Supplied data:

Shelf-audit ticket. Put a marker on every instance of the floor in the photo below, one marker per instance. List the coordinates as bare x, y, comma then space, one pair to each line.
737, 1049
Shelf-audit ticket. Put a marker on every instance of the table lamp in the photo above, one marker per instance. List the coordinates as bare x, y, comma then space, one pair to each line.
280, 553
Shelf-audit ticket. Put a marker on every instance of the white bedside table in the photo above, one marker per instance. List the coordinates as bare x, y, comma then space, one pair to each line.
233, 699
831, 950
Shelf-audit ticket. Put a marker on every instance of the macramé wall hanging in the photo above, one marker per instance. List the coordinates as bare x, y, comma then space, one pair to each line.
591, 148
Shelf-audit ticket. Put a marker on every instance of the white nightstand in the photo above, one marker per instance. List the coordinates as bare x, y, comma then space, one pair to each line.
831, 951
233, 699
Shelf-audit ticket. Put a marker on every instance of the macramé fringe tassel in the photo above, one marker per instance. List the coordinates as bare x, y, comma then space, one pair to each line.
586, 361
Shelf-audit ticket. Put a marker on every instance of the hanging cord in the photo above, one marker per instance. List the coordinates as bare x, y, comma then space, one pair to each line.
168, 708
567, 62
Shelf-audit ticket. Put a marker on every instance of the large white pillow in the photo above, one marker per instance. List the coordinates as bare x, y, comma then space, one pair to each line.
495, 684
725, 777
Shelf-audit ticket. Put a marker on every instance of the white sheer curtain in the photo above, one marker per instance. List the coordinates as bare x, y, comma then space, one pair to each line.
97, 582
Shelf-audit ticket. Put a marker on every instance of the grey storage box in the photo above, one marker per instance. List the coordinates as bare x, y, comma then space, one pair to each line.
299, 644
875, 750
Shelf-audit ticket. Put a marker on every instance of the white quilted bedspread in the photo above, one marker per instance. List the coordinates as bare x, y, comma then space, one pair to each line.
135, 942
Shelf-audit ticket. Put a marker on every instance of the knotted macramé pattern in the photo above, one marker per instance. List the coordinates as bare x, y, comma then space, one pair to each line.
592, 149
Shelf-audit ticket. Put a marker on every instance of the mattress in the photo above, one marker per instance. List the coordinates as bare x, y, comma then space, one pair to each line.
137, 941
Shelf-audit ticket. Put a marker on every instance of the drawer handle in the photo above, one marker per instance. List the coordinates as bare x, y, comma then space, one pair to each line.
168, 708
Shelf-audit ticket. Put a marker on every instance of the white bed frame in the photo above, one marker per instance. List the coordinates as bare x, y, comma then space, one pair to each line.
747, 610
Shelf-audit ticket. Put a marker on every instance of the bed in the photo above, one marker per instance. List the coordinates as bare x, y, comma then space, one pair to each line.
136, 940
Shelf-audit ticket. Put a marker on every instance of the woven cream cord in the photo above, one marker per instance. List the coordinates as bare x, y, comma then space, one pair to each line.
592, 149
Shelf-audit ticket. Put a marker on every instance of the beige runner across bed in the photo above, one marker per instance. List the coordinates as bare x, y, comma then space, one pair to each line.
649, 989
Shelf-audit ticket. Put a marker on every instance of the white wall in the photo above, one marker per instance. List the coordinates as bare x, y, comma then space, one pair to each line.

Task brief: Up to and including the last line of the data, copy each line exactly, starting with the line that contains "Shelf-audit ticket. Put a marker on every instance of the beige".

Answer box:
Shelf-audit ticket. Put a marker on every instance of the beige runner across bed in the photo above, one marker per instance. List the coordinates as bare x, y, comma then space, one pair to each line.
649, 989
Shelf-audit ticket. Put a marker on every instance of the white wall in the photo above, one marker per instance. List the coordinates as bare x, y, comma then space, one pair to each line.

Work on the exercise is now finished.